No entanto, o Síndrome do Estrado nao se manifesta apenas no exame, mas tb no dia a dia a convinvência entre professor e aluno. Está presente nas dúvidas colocadas nas aulas, nas conversas de café, nas propostas de trabalho (seja para estágios, projectos extra-curriculares, ou projectos cientificos pós-licenciatura). É omnipresente, e poucos professores se podem gabar de nao sofrerem desse síndrome. Da mma forma, nenhum professor deve pensar de forma leviana sobre se sofre, ou alguma vez sofreu, desse sindrome, pq o mais provável é já ter sofrido.
Como tal, o desinteresse crescente dos alunos à medida q vão avançando no seu percurso académico, deve-se tanto, ou mais, ao facto de verem os seus esforços constantemente diminuidos, como a uma estrutura académica mal deifnida. É um assunto complexo, mas sem dúvida bastante interesante e merecedor de debate. Existem outros factores, como o dificil acesso a literatura especializada, o constante impedimento da realização de projectos extracurriculares, mmo q fracos e sem objectivos concretos (no fundo o objectivo de uma universidade é passar conhecimentos), ou até o aproveitamento das ideias dos alunos por parte dos preofessores sem qq reconhecimento do aluno. Mas isso, sao temas para uma outra altura. Um grande bem haja para ambos!

P.S.- A propósito da identificação, parafraseio um amigo filósofo, q de certeza o professor conhece: Nenhuma coisa devia ser nomeadas, por receio de q esse nome altere o significado dessa coisa.

José Azevedo disse...

Mas que contribuição interessante! Isto está a animar. Obrigado.

Antes de mais, concordo com tudo o que o Anónimo :-) disse. Mas quero acrescentar duas contribuições, da perspectiva do professor.

A primeira é que o "Síndrome do estrado" tem a ver com o modelo de ensino em vigor: se o professor é encarado como a fonte da sabedoria e o aluno como o recipiente, é evidente a pressão sobre o primeiro para saber tudo e nunca se enganar. Mas, sendo humano, vai enganar-se com certeza, e colocá-lo nos palpos de aranha que tão bem descreveste.

Pois então não tem mais lógica que o professor se coloque ao lado do aluno, acompanhando-o na viagem de descoberta e partilhando as coisas que ambos sabem e/ou vão descobrindo? Via-se assim que ninguém pode saber tudo, e ficavam ambos mais disponíveis para o que realmente interessa: o processo de descoberta, sobretudo da descoberta do que falta descobrir.

A outra coisa é a avaliação. Ah, a avaliação! Esse é que é, para mim, o principal obstáculo à inovação pedagógica. E caímos mais uma vez na questão do modelo institucional: por mais bonitas que sejam as ideias, no final os Serviços Académicos querem saber a nota, numa escala de 0 a 20.

★ ★ ★ ★ ★ ★ ★

- PROBLEMA A RESOLVER
Dê continuidade ao texto sobre o ensino universitário, escrevendo a partir da última frase apresentada.

- DADOS REGISTADOS
★ ★ ★ ★ ★ ★ ★

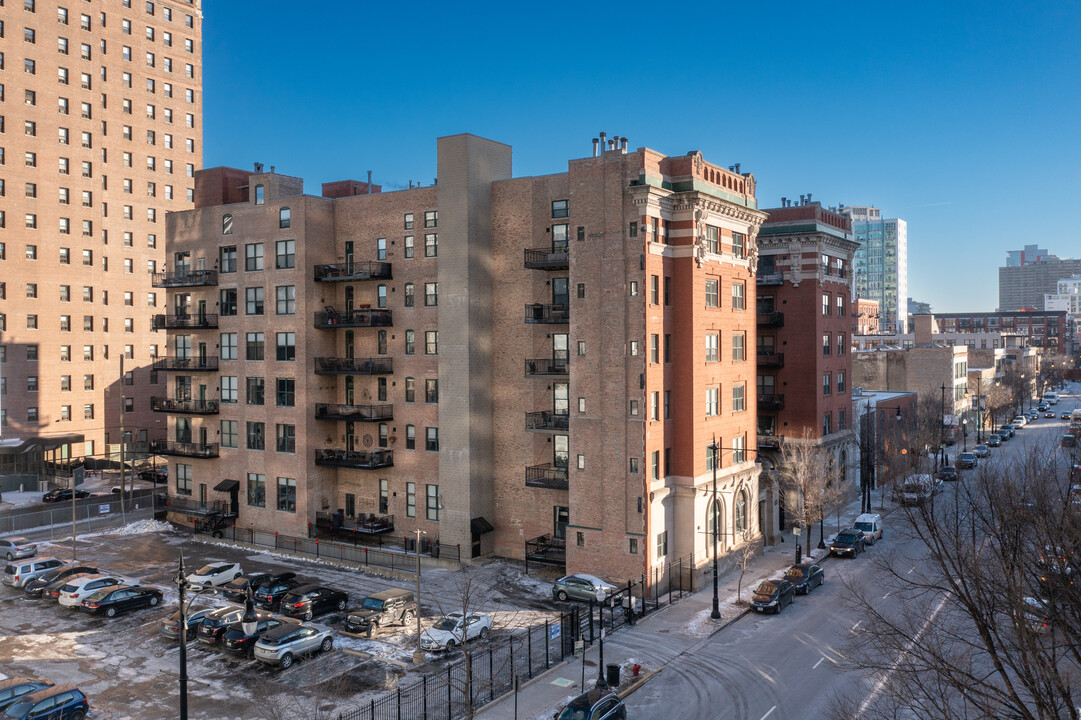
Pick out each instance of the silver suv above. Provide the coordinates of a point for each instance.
(18, 573)
(280, 645)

★ ★ ★ ★ ★ ★ ★

- RESULTADO
Não que seja difícil pensar noutros modelos. Por exemplo, podem definir-se perfis mínimos de passagem, que um aluno atinge ou não. Vejo muito esses perfis quando se trabalha ao nível das competências: "Para ter sucesso nesta disciplina o aluno deve ser capaz de..." E ou é e passa, ou não é e vamos ver qual é o problema.

Isto dá muito trabalho, evidentemente. E mais ainda se se quiserem definir dois ou três patamares: mínimo, bom e excelente. Mas não há maneira nenhuma de, num sistema destes, se chegar a 20 níveis de aproveitamento.

De modo que eu, como professor, ainda não descobri a maneira de dar a volta a isto. Sei (estou a descobrir) que preciso de definir o perfil de competências para cada uma das minhas disciplinas, mas não tenho nenhuma experiência em fazer isso, nenhum treino anterior e nenhum apoio institucional. Posso desculpar-me citando o S.E.E.C, particularmente este artigo de Jenny Moon, em como esse processo de definição de competências deve ser feito de modo integrado, tendo inclusivamente em conta a progressão do aluno de ano para ano. Mas não fico muito satisfeito com a desculpa.

De modo que vou inventando. Os testes com consulta, por exemplo. Os trabalhos práticos que sirvam para alguma coisa.

Mas ainda não consegui fugir à ditadura do 20.

PS: Desisto- qual é o filósofo?

Anónimo disse...

quote:
"De que serve, como dizes, forçar as pessoas a memorizar pilhas de factos? Não é assim que aprendemos: aprendemos fazendo. Daí que o ensino deveria estar organizado em torno de actividades, de projectos. Coisas concretas, com interesse prático. Isso teria a vantagem de despertar o interesse dos alunos e focar a sua atenção no que não se sabe. E seria a base para construir o conhecimento, para integrar os tais conteúdos que assim se percebem de onde vêm e para que servem."

Perspectiva muito utilitária, esta. Nem tudo o que é importante "serve" para alguma coisa. O conhecimento constrói-se ou integra o que já se conhece? decida-se...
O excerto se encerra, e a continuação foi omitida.